TASKS TO COMPLETE:
- 1) According to the workshop report, who sponsored the workshop?
- 2) Please retype the workshop report starting with "The workshop received" and going on through "and Miles Pomper.".
- 3) Turn the workshop report paragraph beginning "The workshop organizers also convened" into a brief list that keeps its main facts.

[TEXT Boundary: Start]

The workshop organizers also convened a meeting of select experts on the last day of the workshop to produce recommendations and identify future activities for improving nuclear security in Africa. Recommendations included a more careful approach to the use of definitions as they are applied to disused radioactive sources and the possible development of a glossary for use both by producers and users of radioactive sources; further exploration of, and outreach relating to, security culture at medical facilities; and development of regional-specific nuclear security culture best practices. All experts agreed on the need to organize such regional workshops on a regular basis for training and professional development purposes, and to serve as platforms for networking and regional dialogue.
At the end of the workshop, participants shared their feedback and explained how this workshop helped them professionally:
“More work needs to be done by African countries to join treaties and improve domestic legislation to address nuclear security threats. The offense of illicit trafficking is not considered in many countries, making it difficult for judges to establish criminality.” —A participant from Ethiopia.
“We learned about alternative solutions to the use of highly radioactive sources.” —A participant from Cameroon.
“The workshop challenged me to consider the security of our radioactive sources – Cobalt-60 will be around for a while yet.” —A participant from Ghana.
“Education is key to promote nuclear security in the world.” —A participant from Sudan.
“The workshop opened my eyes and expanded my horizons.” —A participant from Nigeria.
The workshop received wide coverage by Ghana’s national media outlets, including newspaper reports in the Daily Graphic about the workshop and Korle Bu Hospital visit, a TV news report, and a BBC World Service Accra program featuring Elena Sokova, Hubert Foy, and Miles Pomper.
The workshop was sponsored by the UK’s Department for Business, Energy & Industrial Strategy and the Carnegie Corporation of New York.

[TEXT Boundary: End]
[DATA FOR REVIEW Boundary: Start]

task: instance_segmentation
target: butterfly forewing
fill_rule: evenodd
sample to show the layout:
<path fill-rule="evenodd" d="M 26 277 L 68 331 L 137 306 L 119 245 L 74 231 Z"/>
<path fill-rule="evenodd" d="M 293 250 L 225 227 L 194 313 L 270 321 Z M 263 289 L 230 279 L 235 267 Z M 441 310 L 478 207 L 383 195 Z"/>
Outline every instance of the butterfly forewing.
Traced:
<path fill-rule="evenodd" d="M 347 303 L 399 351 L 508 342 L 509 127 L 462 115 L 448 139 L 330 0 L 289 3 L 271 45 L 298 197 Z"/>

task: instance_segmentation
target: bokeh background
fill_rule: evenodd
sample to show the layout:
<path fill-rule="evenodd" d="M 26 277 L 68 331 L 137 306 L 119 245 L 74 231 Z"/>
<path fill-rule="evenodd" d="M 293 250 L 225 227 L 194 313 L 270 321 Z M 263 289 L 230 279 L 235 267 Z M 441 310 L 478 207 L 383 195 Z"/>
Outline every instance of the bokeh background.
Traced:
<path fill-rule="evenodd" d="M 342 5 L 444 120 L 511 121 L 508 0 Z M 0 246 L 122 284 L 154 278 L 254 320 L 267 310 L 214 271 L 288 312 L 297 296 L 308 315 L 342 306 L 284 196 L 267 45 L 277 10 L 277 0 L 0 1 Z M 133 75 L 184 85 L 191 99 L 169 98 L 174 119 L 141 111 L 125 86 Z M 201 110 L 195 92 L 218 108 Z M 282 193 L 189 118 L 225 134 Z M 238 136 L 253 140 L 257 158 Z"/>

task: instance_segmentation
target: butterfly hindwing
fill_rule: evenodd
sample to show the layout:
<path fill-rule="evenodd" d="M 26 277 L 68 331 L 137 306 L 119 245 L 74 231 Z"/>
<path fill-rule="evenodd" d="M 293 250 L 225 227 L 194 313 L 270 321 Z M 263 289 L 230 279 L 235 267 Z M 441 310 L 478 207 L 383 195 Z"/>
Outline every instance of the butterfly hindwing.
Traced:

[DATA FOR REVIEW Boundary: End]

PROBLEM SOLUTIONS:
- 1) The UK's Department for Business, Energy & Industrial Strategy and the Carnegie Corporation of New York.

- 2)
The workshop received wide coverage by Ghana’s national media outlets, including newspaper reports in the Daily Graphic about the workshop and Korle Bu Hospital visit, a TV news report, and a BBC World Service Accra program featuring Elena Sokova, Hubert Foy, and Miles Pomper.

- 3)
- On the workshop's last day, the organizers convened select experts to produce recommendations and identify future activities for improving nuclear security in Africa.
- The recommendations were:
  - a more careful use of definitions for disused radioactive sources, possibly including a glossary for producers and users of these sources
  - further exploration of and outreach on security culture at medical facilities
  - development of regional-specific nuclear security culture best practices
- All experts agreed that such regional workshops should be held regularly for training and professional development and as platforms for networking and regional dialogue.